▶ [WHAT IS NEEDED]: Give the number of lines in the data below that contain "banner", and only that number.

++++ EXERCISE DATA ++++

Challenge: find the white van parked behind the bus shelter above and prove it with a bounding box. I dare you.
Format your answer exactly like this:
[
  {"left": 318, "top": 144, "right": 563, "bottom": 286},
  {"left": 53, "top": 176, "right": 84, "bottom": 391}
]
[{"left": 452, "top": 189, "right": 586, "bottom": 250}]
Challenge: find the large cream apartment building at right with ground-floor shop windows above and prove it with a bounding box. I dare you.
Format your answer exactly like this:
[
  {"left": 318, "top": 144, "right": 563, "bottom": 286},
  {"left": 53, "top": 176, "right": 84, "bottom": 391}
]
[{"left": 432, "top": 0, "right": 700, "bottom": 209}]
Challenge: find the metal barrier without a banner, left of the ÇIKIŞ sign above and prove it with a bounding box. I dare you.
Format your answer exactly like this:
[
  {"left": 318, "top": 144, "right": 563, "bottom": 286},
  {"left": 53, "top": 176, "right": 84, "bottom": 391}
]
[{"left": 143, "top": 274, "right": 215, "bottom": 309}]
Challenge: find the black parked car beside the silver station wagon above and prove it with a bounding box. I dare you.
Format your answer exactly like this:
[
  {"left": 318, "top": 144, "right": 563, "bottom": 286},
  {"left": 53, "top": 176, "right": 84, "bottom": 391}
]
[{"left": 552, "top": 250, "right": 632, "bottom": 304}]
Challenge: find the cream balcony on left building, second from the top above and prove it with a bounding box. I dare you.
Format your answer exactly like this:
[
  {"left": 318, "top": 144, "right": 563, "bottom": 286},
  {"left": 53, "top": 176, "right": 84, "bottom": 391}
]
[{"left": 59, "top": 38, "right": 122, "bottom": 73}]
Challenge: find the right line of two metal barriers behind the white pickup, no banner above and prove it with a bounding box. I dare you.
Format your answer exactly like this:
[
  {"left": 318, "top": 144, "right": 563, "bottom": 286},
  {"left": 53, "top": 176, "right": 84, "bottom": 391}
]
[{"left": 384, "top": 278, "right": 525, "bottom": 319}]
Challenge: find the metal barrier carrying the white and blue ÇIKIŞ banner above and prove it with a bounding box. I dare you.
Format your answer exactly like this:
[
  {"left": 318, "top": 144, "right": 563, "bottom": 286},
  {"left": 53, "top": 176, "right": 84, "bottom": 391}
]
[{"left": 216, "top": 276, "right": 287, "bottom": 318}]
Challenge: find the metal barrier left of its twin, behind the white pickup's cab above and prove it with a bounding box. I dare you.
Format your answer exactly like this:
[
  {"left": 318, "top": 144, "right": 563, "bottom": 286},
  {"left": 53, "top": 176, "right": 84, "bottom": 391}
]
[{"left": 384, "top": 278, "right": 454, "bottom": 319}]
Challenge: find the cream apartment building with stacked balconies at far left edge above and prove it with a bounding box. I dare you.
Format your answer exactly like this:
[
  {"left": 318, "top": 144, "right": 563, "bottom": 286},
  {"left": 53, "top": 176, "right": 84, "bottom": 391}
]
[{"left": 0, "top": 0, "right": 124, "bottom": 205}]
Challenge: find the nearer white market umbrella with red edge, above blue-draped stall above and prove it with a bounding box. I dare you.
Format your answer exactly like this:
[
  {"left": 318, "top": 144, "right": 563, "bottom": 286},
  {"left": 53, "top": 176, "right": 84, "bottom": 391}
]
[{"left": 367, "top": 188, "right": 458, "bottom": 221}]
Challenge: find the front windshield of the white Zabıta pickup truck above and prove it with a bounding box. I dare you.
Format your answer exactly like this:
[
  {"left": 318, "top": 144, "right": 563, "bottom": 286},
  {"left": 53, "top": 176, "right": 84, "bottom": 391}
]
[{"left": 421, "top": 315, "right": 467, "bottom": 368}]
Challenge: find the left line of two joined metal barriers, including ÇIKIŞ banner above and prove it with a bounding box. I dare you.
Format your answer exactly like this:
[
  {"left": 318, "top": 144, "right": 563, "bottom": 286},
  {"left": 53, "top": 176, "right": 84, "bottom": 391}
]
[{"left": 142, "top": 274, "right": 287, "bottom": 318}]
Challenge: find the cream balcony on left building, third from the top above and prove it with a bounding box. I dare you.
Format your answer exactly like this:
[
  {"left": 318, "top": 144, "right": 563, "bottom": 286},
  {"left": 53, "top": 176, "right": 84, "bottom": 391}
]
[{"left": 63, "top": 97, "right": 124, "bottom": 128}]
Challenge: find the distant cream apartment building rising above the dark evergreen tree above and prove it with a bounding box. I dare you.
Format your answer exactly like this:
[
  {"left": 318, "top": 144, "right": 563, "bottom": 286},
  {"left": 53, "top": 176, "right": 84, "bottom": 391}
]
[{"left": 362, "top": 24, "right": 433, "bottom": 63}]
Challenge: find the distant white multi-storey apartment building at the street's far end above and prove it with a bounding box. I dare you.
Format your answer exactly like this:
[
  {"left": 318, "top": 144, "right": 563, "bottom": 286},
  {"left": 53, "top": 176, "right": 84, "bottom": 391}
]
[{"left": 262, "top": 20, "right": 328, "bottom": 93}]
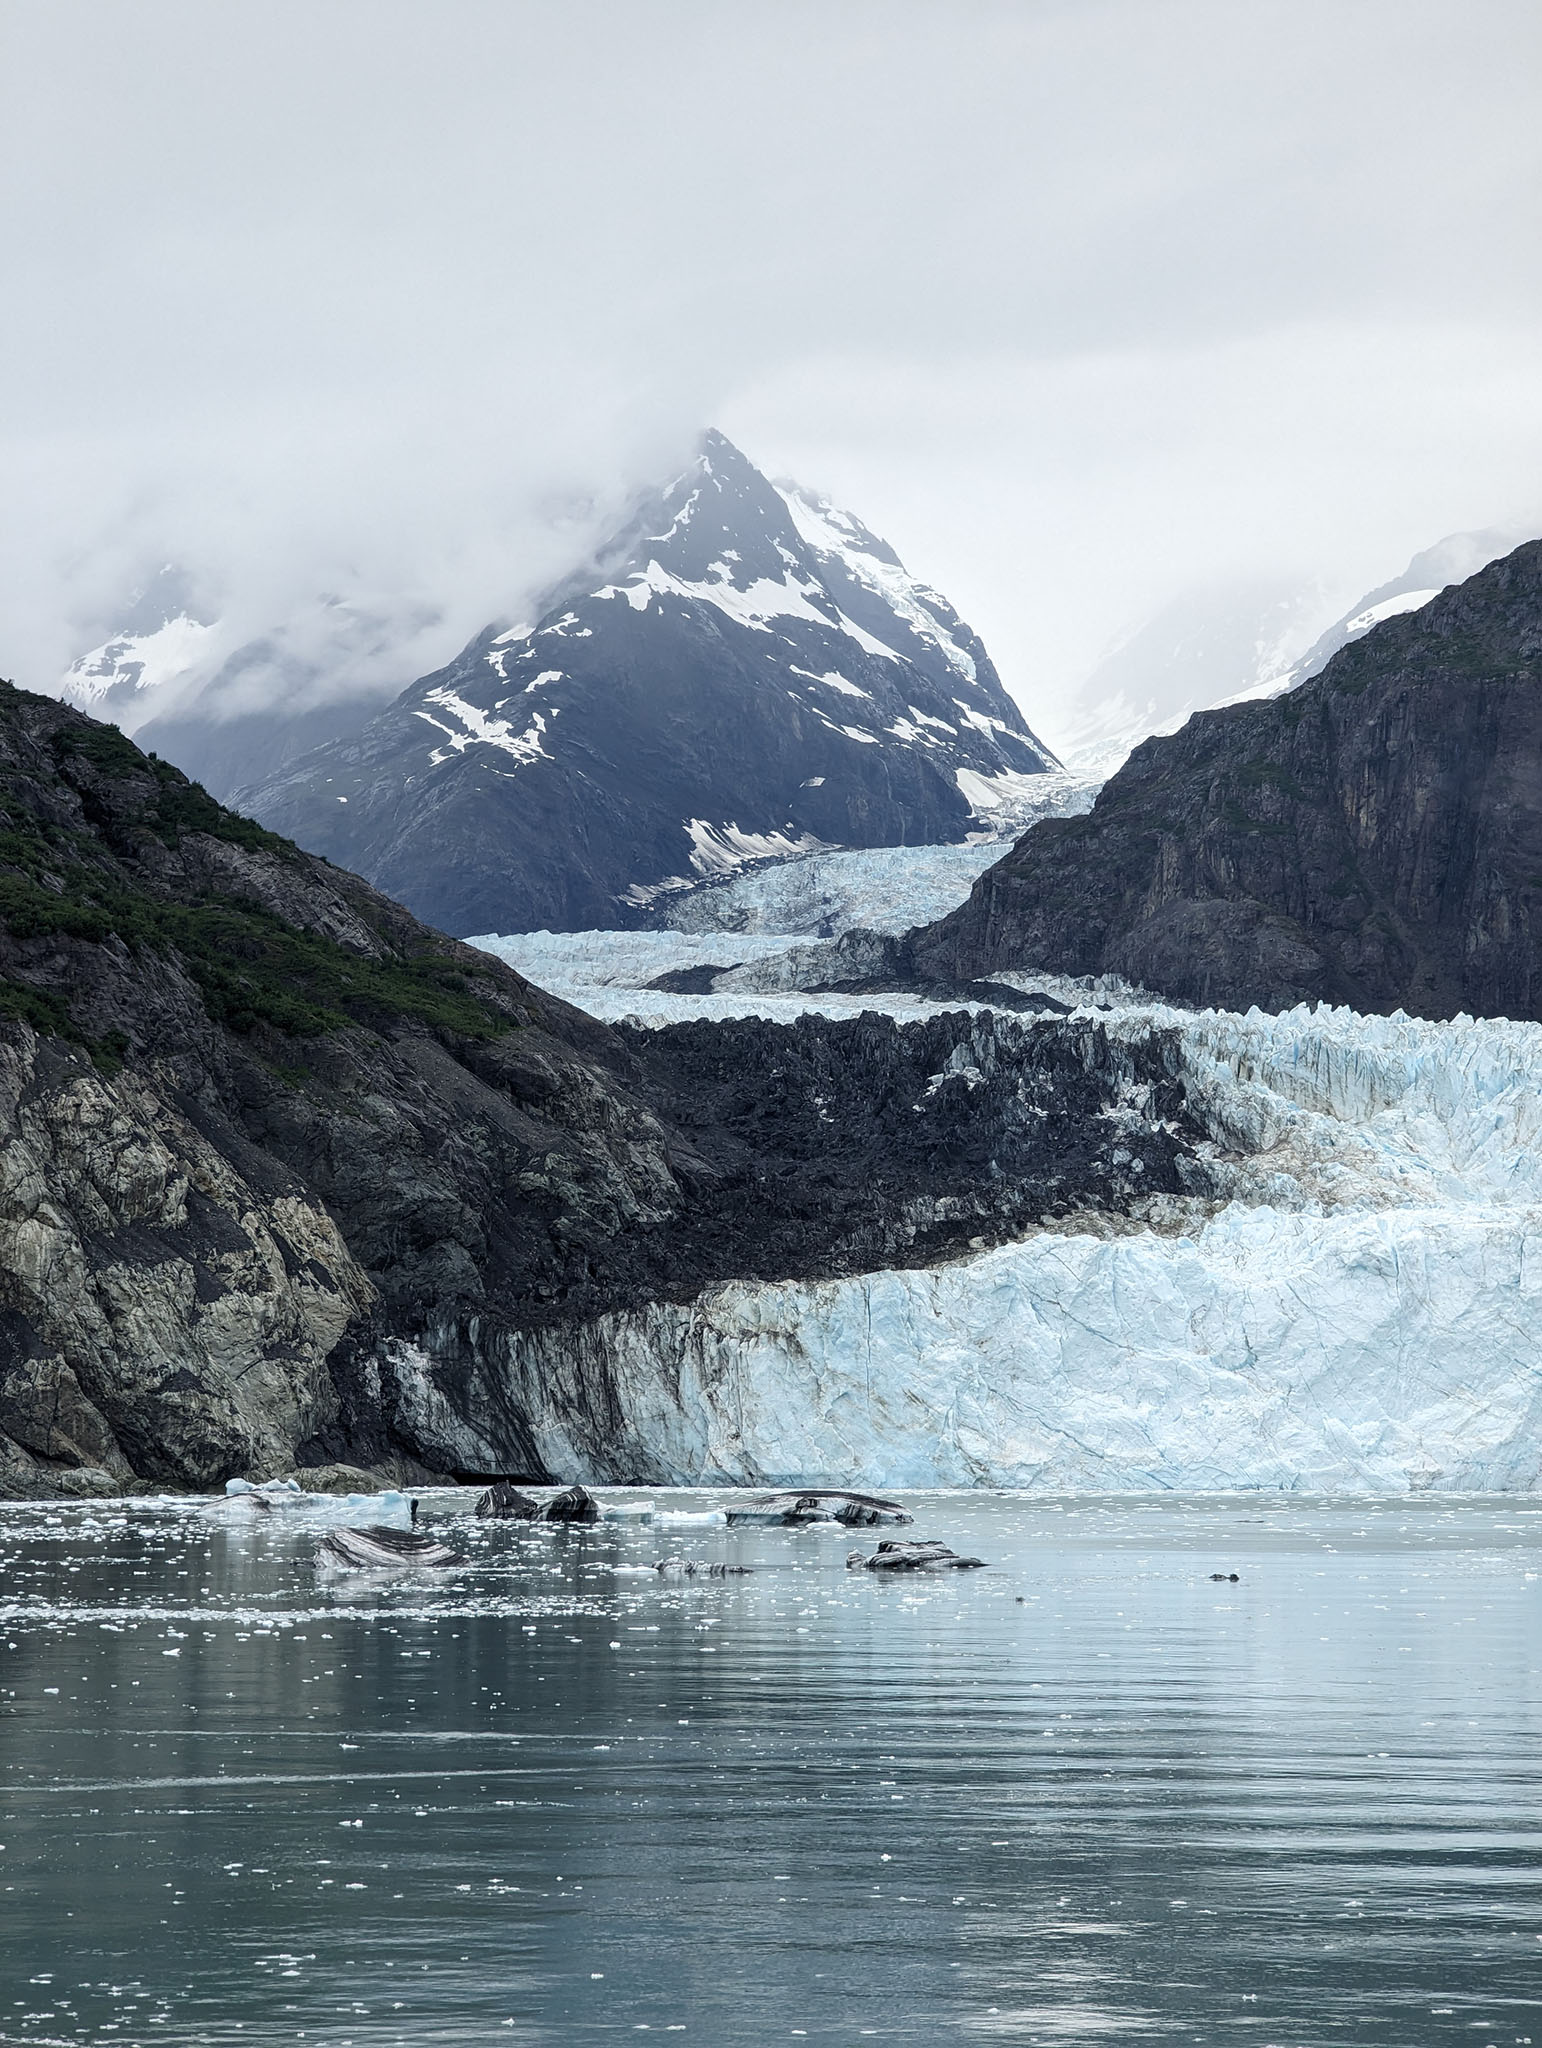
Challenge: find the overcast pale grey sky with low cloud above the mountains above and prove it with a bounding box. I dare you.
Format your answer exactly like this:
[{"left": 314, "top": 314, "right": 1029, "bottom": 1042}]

++++

▶ [RESPONSE TO THE EXERCISE]: 4